Reproduce the data below word for word, every line included.

Coordinate labeling data
## START

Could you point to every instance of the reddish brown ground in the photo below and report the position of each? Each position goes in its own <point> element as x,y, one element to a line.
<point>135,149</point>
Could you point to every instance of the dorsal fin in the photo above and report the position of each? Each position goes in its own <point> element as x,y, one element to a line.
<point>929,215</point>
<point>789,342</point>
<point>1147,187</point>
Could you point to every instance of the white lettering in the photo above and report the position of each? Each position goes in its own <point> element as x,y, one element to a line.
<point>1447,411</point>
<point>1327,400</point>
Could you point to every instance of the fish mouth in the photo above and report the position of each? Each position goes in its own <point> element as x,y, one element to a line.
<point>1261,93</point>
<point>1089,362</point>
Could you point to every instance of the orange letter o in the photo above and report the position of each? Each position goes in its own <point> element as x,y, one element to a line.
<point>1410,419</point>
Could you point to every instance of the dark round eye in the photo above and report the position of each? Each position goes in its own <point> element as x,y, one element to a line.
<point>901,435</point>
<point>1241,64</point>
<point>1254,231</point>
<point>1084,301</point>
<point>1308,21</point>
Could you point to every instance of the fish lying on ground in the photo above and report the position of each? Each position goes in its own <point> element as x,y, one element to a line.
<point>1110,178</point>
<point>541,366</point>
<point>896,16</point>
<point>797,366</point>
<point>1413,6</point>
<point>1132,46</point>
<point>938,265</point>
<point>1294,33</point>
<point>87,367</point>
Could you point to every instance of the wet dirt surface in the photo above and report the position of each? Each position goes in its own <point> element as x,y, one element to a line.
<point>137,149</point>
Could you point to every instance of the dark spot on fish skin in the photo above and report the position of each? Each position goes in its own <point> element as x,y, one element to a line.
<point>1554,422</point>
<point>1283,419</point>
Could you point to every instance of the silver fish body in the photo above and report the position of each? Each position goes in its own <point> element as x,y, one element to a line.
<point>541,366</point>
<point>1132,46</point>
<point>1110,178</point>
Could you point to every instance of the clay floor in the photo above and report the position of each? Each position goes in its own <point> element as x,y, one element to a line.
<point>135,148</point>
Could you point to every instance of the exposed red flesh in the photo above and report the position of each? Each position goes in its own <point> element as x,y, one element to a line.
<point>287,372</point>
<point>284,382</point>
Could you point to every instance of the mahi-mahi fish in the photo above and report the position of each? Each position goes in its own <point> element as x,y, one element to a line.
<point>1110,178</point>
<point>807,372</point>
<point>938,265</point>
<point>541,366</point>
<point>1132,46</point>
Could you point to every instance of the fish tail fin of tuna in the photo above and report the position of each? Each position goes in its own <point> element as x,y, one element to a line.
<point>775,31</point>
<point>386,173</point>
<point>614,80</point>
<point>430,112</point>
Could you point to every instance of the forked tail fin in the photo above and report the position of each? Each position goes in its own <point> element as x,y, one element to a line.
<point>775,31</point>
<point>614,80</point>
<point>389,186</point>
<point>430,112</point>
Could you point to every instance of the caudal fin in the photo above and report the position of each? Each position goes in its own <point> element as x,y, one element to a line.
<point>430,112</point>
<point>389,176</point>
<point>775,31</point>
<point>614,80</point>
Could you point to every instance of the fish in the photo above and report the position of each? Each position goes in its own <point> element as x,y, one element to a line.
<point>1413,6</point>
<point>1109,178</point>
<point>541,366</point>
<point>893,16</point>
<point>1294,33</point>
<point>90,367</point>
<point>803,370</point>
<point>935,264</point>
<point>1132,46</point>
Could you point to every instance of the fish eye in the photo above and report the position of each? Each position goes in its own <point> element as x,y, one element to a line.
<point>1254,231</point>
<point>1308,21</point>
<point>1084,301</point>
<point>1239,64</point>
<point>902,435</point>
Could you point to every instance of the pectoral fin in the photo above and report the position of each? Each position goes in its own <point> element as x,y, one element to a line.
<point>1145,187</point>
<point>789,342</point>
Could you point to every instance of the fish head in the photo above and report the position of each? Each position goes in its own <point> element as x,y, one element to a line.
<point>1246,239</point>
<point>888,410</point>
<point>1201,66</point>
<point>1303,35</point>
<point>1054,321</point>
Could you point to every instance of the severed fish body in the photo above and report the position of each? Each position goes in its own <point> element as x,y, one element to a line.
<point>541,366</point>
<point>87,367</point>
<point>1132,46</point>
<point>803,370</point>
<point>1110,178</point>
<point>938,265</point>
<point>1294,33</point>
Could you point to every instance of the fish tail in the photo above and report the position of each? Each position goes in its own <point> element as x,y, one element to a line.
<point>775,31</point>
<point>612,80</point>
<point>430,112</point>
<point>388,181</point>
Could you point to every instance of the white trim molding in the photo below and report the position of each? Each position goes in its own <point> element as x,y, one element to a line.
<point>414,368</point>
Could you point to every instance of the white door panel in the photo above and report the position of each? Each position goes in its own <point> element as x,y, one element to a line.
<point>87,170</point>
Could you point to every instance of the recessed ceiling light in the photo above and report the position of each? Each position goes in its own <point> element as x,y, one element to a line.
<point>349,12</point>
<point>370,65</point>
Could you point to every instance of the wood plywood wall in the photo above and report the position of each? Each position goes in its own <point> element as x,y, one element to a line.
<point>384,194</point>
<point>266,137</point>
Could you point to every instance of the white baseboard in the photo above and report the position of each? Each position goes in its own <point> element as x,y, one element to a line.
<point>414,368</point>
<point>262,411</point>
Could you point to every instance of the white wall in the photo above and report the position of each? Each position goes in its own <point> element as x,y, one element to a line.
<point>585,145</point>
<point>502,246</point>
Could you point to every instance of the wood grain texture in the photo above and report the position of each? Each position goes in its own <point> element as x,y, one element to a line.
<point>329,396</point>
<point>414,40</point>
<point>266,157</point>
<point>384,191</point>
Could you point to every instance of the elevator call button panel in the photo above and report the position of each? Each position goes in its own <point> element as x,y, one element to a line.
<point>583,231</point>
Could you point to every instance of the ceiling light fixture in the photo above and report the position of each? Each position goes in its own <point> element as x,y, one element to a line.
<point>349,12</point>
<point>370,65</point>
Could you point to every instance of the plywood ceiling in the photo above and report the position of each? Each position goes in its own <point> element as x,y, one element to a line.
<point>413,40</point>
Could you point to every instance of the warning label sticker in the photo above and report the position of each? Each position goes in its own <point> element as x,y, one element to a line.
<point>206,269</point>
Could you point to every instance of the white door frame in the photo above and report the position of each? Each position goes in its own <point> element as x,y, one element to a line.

## END

TASK OUTPUT
Could you point to every instance of the reddish brown ground in the photo below and report the position of each? Each position goes in its own <point> element as x,y, one element to a line.
<point>135,149</point>
Could you point to every instance of the dorsal fin in the photo above and report the position of each? Each position goes in its own <point> element as x,y, one element to a line.
<point>929,215</point>
<point>789,342</point>
<point>1147,187</point>
Could you point to every instance of the white lettering in the photo above and report the position of each? Each position goes in its own <point> element as x,y, one element to a line.
<point>1447,411</point>
<point>1327,400</point>
Could you point to every instance of the fish mouth in the photo above and report the position of each? Each position goes in its own <point> element as x,y, one element to a line.
<point>1261,93</point>
<point>1089,362</point>
Could you point to every instance of the orange letter o in the photo above and report the position of each? Each position goes in its own <point> element as x,y, one element to a line.
<point>1410,419</point>
Could you point to every instance of the dark round eye in the photo above and report the position of each? Each position goes in its own <point> element as x,y, one element to a line.
<point>901,435</point>
<point>1241,64</point>
<point>1254,231</point>
<point>1084,301</point>
<point>1308,21</point>
Could you point to every instance of the fish lying on ground in the photo above and report the position of each? Each position goes in its own <point> element as x,y, one element to a line.
<point>1110,178</point>
<point>541,366</point>
<point>896,16</point>
<point>797,366</point>
<point>1413,6</point>
<point>1132,46</point>
<point>938,265</point>
<point>1294,33</point>
<point>87,367</point>
Could you point to every instance of the wet dirt surface in the photo above and report the position of each? Each position goes in its own <point> element as x,y, one element to a line.
<point>137,149</point>
Could you point to every instance of the dark spot on fish skin in the photo above and report the position of each? Each position goes in its own <point> element as x,y, one element to a line.
<point>1554,422</point>
<point>1283,419</point>
Could you point to every instance of the silver fish body in the photo above and report the position of each? Each position goes in its own <point> element as x,y, one element to a line.
<point>541,366</point>
<point>1132,46</point>
<point>1110,178</point>
Could you point to every instance of the clay floor in the photo above and report the position of each? Each position goes in its own <point> element as x,y, one element to a line.
<point>135,148</point>
Could you point to every instance of the exposed red flesh in the photo above and report the position of each? Each position goes in its own <point> element as x,y, one element to a line.
<point>287,372</point>
<point>284,382</point>
Could you point to every instance of the mahi-mahi fish in the photo above and report the position of each? Each position goes in its own <point> element as x,y, one element to a line.
<point>1110,178</point>
<point>807,372</point>
<point>938,265</point>
<point>541,366</point>
<point>1132,46</point>
Could you point to every instance of the fish tail fin of tuna in the photo above and report the position of each? Each position goes in its own <point> element as x,y, one element to a line.
<point>775,31</point>
<point>386,173</point>
<point>614,80</point>
<point>430,112</point>
Could you point to every instance of the forked tail fin in the photo above and report the position of each? Each position goes in its own <point> element as x,y, one element to a line.
<point>775,31</point>
<point>614,80</point>
<point>389,186</point>
<point>430,112</point>
Could you point to every instance of the caudal fin in the photo above and report the position of each? Each position goes in its own <point> element as x,y, one element to a line.
<point>430,112</point>
<point>389,176</point>
<point>775,31</point>
<point>614,80</point>
Could you point to every instance of the fish in the photo above and report the position of each? Each position goes in its own <point> element as x,y, one element to a line.
<point>1413,6</point>
<point>1109,178</point>
<point>541,366</point>
<point>893,16</point>
<point>1294,33</point>
<point>90,367</point>
<point>803,370</point>
<point>935,264</point>
<point>1132,46</point>
Could you point to every instance of the fish eye in the photo above and report the position of each? Each position goes in its own <point> element as x,y, one element to a line.
<point>1254,231</point>
<point>1308,21</point>
<point>1084,301</point>
<point>1239,64</point>
<point>902,435</point>
Could you point to every instance of the pectoral fin in the photo above and report the position of each? Each position goes in its own <point> element as x,y, one element to a line.
<point>1145,187</point>
<point>789,342</point>
Could you point to every instance of the fish head in the photo above and report the position of each? Each position goes in its own <point> element as x,y, one element to a line.
<point>1246,239</point>
<point>888,410</point>
<point>1201,66</point>
<point>1303,35</point>
<point>1054,321</point>
Could you point to every instance of the severed fish body in the photo above and report the position of each? Each position goes in its own <point> element as x,y, one element to a line.
<point>541,366</point>
<point>87,367</point>
<point>1132,46</point>
<point>803,370</point>
<point>1110,178</point>
<point>938,265</point>
<point>1294,33</point>
Could you point to every instance of the fish tail in the photo above and report the position of each? Each position goes in its own <point> element as x,y, one element to a line.
<point>775,31</point>
<point>612,80</point>
<point>430,112</point>
<point>388,181</point>
Could you point to every instance of the white trim molding in the photo below and report the position of each? Each position goes in its own <point> element as x,y, one element to a line.
<point>414,368</point>
Could you point to every instance of the white door panel in the photo above and report the position of each? Each position goes in its own <point> element as x,y, one element to a line.
<point>87,170</point>
Could you point to every instance of the recessed ceiling light in the photo above and report the position of each? Each position goes in its own <point> element as x,y, one element to a line.
<point>349,12</point>
<point>370,65</point>
Could you point to every instance of the wood plywood wall in the photo above and report the position of each? Each position goes in its own <point> element as x,y, one element to a line.
<point>384,194</point>
<point>266,137</point>
Could you point to every instance of the white baseboard in the photo above and report the position of each? Each position goes in its own <point> element as x,y, one element to a line.
<point>414,368</point>
<point>262,411</point>
Could you point to every instance of the white wall in the photo above and report the position of each? Each position goes in its own <point> element as x,y, one element to a line.
<point>585,145</point>
<point>502,246</point>
Could you point to every instance of the wood grain texture in the photo above and report the position of each? Each position goes in its own <point> element as x,y, one element to a line.
<point>329,396</point>
<point>414,40</point>
<point>266,157</point>
<point>384,191</point>
Could you point to every instance of the elevator call button panel in the photo above and report the position of each? Each position goes in its own <point> element as x,y, one element to a line.
<point>583,231</point>
Could you point to every instance of the ceiling light fixture in the photo above and report the position of each? Each position goes in its own <point> element as x,y, one element to a line.
<point>349,12</point>
<point>370,65</point>
Could you point to every instance of the plywood ceiling in the photo above and report the position of each? Each position goes in its own <point> element as x,y, one element to a line.
<point>413,40</point>
Could you point to every instance of the warning label sticker in the photo above and report the position of each? Each position goes in its own <point> element as x,y, one element to a line.
<point>206,269</point>
Could you point to every instance of the white door frame in the photo above and report the position of each? Each position goes in its own <point> element as x,y, one element to a line.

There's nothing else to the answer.